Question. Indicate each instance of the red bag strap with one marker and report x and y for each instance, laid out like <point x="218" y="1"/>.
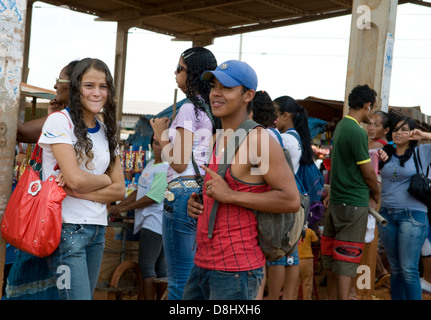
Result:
<point x="37" y="152"/>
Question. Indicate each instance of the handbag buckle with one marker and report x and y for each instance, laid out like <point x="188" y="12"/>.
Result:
<point x="34" y="187"/>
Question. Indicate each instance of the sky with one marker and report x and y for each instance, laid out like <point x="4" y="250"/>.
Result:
<point x="308" y="59"/>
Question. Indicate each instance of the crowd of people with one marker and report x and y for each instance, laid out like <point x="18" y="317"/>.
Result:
<point x="177" y="189"/>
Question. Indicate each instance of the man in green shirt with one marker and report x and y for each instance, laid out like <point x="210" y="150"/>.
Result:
<point x="354" y="188"/>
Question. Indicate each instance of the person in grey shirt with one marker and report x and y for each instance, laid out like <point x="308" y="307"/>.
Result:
= = =
• Brief
Recast all of the material above as a numbered list with one line per item, omitting blank lines and leaving out any pictures.

• Task answer
1. Question. Indicate each instance of the red bag strap with one marker and report x and y for each instance, laid out like <point x="218" y="1"/>.
2. Result:
3. <point x="37" y="152"/>
4. Question. Indicate each instance of the handbag buckle with one marker and report x and y for each instance, laid out like <point x="188" y="12"/>.
5. Result:
6. <point x="34" y="187"/>
7. Question. Indicate each instance of the sky with one marker and report x and y for each instance, laid out like <point x="4" y="250"/>.
8. Result:
9. <point x="308" y="59"/>
10. Question. Indicate each instance of the crowd of people with one marker and report x and y for each instance, laid out like <point x="18" y="317"/>.
11. Result:
12. <point x="177" y="189"/>
13. Question. Indicate each instance of the man in green shirt with one marker and report x and y for each instance, laid out like <point x="210" y="150"/>.
14. Result:
15. <point x="354" y="188"/>
16. Question. Indicate each instance of the person in grey shirt with one marker and report x and y for each instance, laid out like <point x="308" y="307"/>.
17. Result:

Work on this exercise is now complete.